할 일 :: 아래 기록의 모든 줄을 번호 목록으로 정리해 주시겠어요? 빈 줄은 빼 주세요.

작업 입력 ::
****************

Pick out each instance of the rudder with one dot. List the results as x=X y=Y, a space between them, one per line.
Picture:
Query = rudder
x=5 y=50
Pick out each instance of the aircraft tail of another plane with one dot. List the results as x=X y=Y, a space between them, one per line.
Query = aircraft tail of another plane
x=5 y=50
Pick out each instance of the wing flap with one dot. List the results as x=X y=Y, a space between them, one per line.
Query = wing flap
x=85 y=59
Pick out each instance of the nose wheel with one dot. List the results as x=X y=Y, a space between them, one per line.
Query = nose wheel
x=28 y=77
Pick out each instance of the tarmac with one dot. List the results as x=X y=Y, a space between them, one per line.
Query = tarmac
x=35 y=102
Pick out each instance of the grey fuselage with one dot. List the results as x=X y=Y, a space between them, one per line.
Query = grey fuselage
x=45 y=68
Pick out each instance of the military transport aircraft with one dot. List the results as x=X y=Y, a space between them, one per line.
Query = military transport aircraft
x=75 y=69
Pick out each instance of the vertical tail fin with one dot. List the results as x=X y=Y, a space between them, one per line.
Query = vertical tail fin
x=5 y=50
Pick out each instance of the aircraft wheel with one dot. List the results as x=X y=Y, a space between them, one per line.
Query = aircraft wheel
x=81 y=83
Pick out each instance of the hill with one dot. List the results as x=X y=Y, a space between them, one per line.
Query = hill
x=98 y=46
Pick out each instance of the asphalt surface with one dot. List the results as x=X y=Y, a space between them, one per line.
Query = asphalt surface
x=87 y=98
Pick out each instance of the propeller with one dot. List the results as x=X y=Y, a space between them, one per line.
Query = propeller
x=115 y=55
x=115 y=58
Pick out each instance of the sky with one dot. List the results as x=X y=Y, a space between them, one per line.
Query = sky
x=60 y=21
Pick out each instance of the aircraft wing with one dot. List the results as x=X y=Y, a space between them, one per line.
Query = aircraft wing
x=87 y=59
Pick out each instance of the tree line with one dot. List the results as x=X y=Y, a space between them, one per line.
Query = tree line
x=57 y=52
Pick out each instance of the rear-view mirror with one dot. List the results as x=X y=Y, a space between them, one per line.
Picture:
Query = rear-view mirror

****************

작성 답변 ::
1. Pick out each instance of the rudder with one dot. List the results as x=X y=Y, a space between them, one per line.
2. Picture:
3. Query = rudder
4. x=5 y=50
5. Pick out each instance of the aircraft tail of another plane with one dot. List the results as x=X y=Y, a space between them, one per line.
6. Query = aircraft tail of another plane
7. x=5 y=50
8. Pick out each instance of the wing flap with one dot. List the results as x=X y=Y, a space between them, one per line.
9. Query = wing flap
10. x=85 y=59
11. Pick out each instance of the nose wheel with one dot. List the results as x=X y=Y, a space between them, one per line.
12. Query = nose wheel
13. x=28 y=77
14. Pick out each instance of the tarmac with one dot. List the results as x=X y=Y, a space between them, one per line.
15. Query = tarmac
16. x=35 y=102
17. Pick out each instance of the grey fuselage with one dot. List the results as x=X y=Y, a space between them, one per line.
18. Query = grey fuselage
19. x=45 y=68
20. Pick out each instance of the military transport aircraft with one dot. List the results as x=X y=Y, a space between them, one per line.
21. Query = military transport aircraft
22. x=75 y=69
23. Pick out each instance of the vertical tail fin with one dot. List the results as x=X y=Y, a space between them, one per line.
24. Query = vertical tail fin
25. x=5 y=50
26. Pick out each instance of the aircraft wheel with one dot. List the results as x=X y=Y, a space between them, one per line.
27. Query = aircraft wheel
28. x=81 y=83
29. Pick out each instance of the hill with one dot. List the results as x=X y=Y, a space between them, one per line.
30. Query = hill
31. x=98 y=46
32. Pick out each instance of the asphalt surface with one dot. List the results as x=X y=Y, a space between them, one per line.
33. Query = asphalt surface
34. x=87 y=98
35. Pick out each instance of the propeller with one dot. List the results as x=X y=Y, a space between them, one per line.
36. Query = propeller
37. x=115 y=55
38. x=115 y=58
39. Pick out each instance of the sky with one dot. List the results as x=X y=Y, a space between them, one per line.
40. Query = sky
41. x=60 y=21
42. Pick out each instance of the aircraft wing with one dot. List the results as x=X y=Y, a space between them, one per line.
43. Query = aircraft wing
44. x=87 y=59
45. Pick out each instance of the tree line with one dot. List the results as x=X y=Y, a space between them, one per line.
46. Query = tree line
47. x=57 y=52
48. Pick out each instance of the rear-view mirror with one dot. List the results as x=X y=Y, a space between them, one per line.
49. Picture:
50. Query = rear-view mirror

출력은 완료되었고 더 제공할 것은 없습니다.